• _SHORT EXERCISE_
Please switch "pick-planner roster" to "pick list" throughout the lines from the one with "form [(319, 348)]." to the one with "[(217, 190)]", and return only those lines with everything else left unchanged.

• _PROVIDED ENTRIES_
--*--

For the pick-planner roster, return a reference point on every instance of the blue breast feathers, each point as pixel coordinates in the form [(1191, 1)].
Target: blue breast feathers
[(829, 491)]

--*--

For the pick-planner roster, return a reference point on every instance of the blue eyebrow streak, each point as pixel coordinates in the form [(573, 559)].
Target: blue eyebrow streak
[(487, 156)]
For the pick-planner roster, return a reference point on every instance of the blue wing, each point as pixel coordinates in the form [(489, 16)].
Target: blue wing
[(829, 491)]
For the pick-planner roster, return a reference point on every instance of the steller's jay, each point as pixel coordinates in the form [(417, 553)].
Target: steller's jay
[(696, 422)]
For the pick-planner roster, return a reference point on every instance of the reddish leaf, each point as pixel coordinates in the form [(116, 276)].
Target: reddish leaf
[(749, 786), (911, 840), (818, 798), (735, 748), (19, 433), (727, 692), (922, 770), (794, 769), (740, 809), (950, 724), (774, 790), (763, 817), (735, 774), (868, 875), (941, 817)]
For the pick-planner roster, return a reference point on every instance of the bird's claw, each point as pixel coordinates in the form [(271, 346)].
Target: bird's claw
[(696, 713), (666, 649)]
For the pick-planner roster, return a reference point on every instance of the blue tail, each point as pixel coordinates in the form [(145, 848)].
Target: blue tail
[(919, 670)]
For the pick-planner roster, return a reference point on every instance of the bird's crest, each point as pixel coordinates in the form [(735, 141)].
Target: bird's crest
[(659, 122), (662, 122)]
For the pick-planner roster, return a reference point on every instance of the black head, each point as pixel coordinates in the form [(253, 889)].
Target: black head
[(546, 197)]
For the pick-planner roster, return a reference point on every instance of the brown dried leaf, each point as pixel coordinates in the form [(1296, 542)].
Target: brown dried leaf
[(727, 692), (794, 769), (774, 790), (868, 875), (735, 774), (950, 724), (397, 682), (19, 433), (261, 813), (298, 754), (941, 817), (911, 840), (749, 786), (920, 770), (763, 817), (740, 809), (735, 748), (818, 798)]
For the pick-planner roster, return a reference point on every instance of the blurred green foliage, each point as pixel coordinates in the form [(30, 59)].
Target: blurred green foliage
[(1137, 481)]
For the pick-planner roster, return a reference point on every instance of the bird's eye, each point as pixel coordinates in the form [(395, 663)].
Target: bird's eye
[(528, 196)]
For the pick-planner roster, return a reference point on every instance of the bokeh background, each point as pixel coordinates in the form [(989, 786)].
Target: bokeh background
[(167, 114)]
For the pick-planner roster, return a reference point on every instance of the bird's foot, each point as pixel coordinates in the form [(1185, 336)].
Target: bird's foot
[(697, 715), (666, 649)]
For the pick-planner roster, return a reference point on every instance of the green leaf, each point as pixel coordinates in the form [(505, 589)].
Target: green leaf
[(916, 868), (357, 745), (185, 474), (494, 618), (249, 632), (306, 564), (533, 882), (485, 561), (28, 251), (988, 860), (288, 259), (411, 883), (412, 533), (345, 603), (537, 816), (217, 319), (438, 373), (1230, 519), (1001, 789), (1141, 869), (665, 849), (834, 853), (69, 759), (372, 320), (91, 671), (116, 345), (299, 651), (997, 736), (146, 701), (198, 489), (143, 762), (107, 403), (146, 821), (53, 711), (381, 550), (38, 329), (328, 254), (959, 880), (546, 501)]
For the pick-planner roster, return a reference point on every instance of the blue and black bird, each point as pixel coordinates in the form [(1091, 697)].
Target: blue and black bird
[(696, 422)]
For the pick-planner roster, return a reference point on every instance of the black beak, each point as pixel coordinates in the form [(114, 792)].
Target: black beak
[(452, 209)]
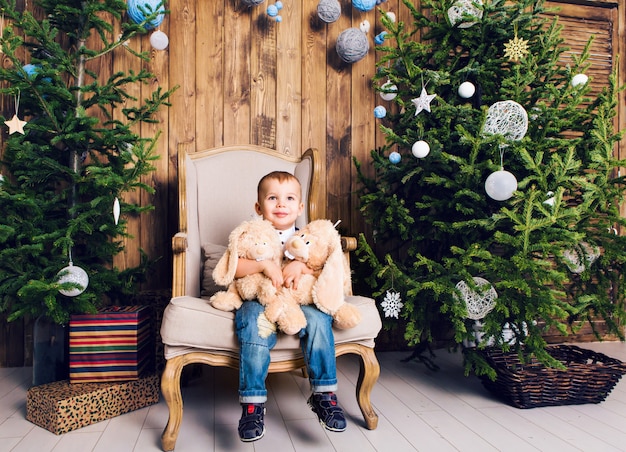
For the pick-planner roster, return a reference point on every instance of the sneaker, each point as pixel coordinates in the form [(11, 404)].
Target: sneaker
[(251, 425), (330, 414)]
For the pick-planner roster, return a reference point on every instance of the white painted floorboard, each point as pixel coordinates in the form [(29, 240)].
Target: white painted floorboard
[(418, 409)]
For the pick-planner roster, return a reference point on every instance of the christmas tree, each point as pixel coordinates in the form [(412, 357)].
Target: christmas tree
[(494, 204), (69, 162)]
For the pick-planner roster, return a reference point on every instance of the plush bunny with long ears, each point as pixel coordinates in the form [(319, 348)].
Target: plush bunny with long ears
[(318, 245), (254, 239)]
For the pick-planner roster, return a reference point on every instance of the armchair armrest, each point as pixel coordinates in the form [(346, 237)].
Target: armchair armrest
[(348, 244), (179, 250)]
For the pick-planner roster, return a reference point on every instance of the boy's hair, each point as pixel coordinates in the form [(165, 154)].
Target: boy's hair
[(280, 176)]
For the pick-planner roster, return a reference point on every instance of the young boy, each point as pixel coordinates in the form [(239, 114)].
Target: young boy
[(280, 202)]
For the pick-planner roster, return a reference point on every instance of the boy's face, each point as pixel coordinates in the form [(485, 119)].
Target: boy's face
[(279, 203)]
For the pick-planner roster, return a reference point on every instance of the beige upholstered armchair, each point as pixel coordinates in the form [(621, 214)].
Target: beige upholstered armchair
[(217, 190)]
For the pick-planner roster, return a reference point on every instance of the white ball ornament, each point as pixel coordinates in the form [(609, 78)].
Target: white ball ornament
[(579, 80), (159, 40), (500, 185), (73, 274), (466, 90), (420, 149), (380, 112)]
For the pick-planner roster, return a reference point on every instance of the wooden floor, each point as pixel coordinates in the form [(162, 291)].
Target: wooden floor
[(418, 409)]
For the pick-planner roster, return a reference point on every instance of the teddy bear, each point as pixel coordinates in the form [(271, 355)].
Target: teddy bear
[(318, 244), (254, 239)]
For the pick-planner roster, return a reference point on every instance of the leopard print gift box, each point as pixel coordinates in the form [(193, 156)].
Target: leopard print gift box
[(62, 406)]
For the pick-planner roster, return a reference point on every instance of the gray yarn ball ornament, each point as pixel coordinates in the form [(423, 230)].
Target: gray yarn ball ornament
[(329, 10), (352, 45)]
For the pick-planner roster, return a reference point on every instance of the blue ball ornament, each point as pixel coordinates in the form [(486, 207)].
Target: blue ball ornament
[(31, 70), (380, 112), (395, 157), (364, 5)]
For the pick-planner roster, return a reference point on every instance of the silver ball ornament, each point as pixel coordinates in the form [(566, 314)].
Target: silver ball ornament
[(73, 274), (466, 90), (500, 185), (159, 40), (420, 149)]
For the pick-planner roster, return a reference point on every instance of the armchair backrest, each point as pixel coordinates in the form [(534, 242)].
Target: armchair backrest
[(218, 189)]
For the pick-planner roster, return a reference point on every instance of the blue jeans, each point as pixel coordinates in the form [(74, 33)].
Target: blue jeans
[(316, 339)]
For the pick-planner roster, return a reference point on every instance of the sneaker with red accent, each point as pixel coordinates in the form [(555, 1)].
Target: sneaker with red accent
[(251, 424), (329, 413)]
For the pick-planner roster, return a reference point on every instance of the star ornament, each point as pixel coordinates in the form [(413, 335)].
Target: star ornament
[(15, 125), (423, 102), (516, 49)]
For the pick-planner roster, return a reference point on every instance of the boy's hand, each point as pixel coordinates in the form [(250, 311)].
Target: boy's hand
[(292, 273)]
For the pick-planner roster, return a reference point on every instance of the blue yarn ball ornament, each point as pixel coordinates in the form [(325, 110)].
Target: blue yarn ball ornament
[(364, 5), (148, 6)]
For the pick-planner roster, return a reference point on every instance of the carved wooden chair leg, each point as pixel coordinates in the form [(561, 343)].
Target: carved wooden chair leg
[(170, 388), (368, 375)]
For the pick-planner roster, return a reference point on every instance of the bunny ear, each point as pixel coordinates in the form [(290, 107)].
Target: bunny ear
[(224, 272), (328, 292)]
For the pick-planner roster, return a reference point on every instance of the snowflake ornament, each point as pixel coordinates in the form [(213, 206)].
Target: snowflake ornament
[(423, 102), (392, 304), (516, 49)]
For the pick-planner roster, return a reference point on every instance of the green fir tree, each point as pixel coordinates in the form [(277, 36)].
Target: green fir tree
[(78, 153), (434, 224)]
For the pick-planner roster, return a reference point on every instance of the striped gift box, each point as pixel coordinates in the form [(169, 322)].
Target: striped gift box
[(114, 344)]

--*--

• _ANSWER IN FULL_
For the pick list, return a reference point on every instance of the plush bunny with long ears, each point as pixel coordinates in the form [(319, 348)].
Target: plush bunny with long ears
[(318, 245), (254, 239)]
For the pick list, return a reference point on every instance of the armchair armrest, each point as pixel coordinates in the form [(346, 237)].
Target: armchair armrest
[(348, 244), (179, 250)]
For the pick list, return a reference point on every instance of the boy's hair, each point as pixel coordinates in the form [(165, 154)].
Target: boy's hair
[(280, 176)]
For the pick list, return a reference point on every instance of the young boy, each point as pixel coordinates in the form [(239, 114)].
Target: young boy
[(280, 202)]
For the pick list, return a reference point on every instance of the boy's face, each point as pixel coordinates in the form [(485, 119)].
Target: boy's face
[(279, 203)]
For the pick list, return a reference point on every instance of the beige upholstered armchair, each point as pixel coordinates in the form [(621, 214)].
Target: beige upholstered armchair
[(217, 190)]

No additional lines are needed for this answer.